__Task__: In the NAND patch thread, what separation does the patch series try to define? Please answer in one sentence.

[RFC PATCH 0/3] mtd: nand: provide a clear separation of chip and controller ops

Fri Apr 24 19:22:54 PDT 2015

Hi Boris,

Sorry for the delay here. I've owed you a response for a while.

On Sat, Feb 14, 2015 at 02:32:35PM +0100, Boris Brezillon wrote:
> Hello,
> 
> I'm pretty sure I'm starting a controversial discussion here, but that's
> something I am thinking about for quite a while now, and instead of working
> on my own to provide a full solution I thought this would be good to share
> my vision and hopefully get feedback from other developers (including
> maintainers ;-)).
> 
> This patch series is an attempt to define a clear separation between NAND
> chip methods (those that are really dependent on the discovered NAND chip),
> and NAND controller merhods (those generic enough to access any NAND chip
> connected to a NAND controller).

I think you might be on to something here. I'm feeling more and more
like a lot of the NAND subsystem is layered kinda badly [1]. This is
probably much due to history, where nand_base was first designed for
relatively simple NAND controllers, where much of the heavy lifting was
done in software. Nowadays, controllers do a lot more automagically.

Anyway, I agree in principle that a clearer separation between flash and
controller is a good goal.

__Rows__:
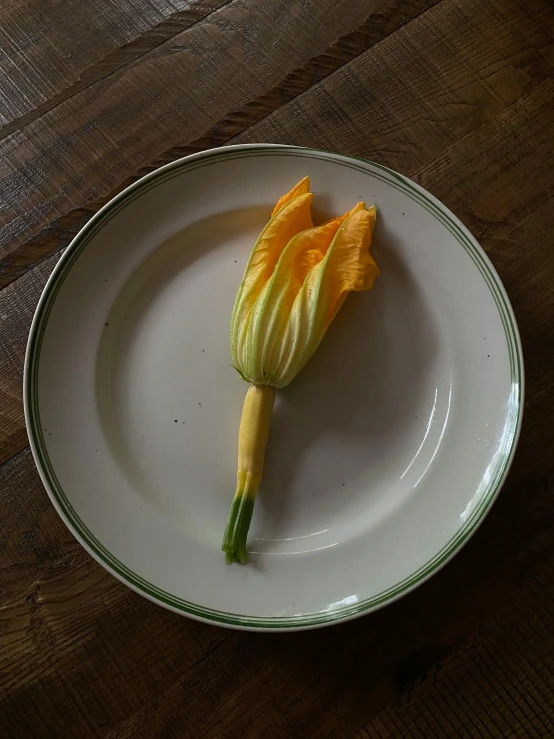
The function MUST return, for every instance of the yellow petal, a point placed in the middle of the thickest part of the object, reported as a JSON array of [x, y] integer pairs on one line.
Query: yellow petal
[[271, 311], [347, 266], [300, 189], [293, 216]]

* * *

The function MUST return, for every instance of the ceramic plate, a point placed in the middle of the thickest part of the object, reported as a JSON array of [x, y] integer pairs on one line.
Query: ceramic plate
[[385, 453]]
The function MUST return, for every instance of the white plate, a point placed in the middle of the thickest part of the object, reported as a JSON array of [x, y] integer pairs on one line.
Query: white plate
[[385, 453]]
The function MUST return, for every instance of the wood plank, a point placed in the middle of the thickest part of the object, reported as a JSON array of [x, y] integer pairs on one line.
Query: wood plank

...

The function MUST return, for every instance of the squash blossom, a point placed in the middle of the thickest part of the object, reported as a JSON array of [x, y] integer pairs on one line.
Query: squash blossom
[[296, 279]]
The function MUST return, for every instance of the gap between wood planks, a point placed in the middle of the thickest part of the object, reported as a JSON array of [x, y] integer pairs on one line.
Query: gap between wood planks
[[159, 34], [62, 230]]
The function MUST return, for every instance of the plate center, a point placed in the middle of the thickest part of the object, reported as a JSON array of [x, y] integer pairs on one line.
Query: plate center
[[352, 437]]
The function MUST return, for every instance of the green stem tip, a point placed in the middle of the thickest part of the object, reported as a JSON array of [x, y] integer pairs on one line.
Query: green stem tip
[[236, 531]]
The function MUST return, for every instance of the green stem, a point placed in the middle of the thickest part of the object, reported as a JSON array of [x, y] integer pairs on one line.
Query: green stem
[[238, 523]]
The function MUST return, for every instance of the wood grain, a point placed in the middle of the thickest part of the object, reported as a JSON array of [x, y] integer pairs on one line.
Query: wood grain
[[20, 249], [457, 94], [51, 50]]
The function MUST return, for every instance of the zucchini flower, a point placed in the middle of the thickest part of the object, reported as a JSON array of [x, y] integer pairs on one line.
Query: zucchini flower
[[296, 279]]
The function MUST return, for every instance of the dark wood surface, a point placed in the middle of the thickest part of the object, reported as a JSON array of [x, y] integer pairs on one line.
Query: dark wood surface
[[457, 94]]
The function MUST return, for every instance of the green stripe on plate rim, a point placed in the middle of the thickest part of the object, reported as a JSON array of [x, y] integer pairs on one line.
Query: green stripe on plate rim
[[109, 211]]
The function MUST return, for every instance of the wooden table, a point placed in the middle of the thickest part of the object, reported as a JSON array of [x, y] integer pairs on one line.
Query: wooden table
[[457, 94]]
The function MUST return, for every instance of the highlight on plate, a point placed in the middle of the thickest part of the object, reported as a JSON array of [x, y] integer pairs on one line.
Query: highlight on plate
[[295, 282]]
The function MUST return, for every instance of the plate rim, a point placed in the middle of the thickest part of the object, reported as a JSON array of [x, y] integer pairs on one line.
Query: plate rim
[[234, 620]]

__Result for this task__: It tries to define a clear separation between NAND chip methods and NAND controller methods.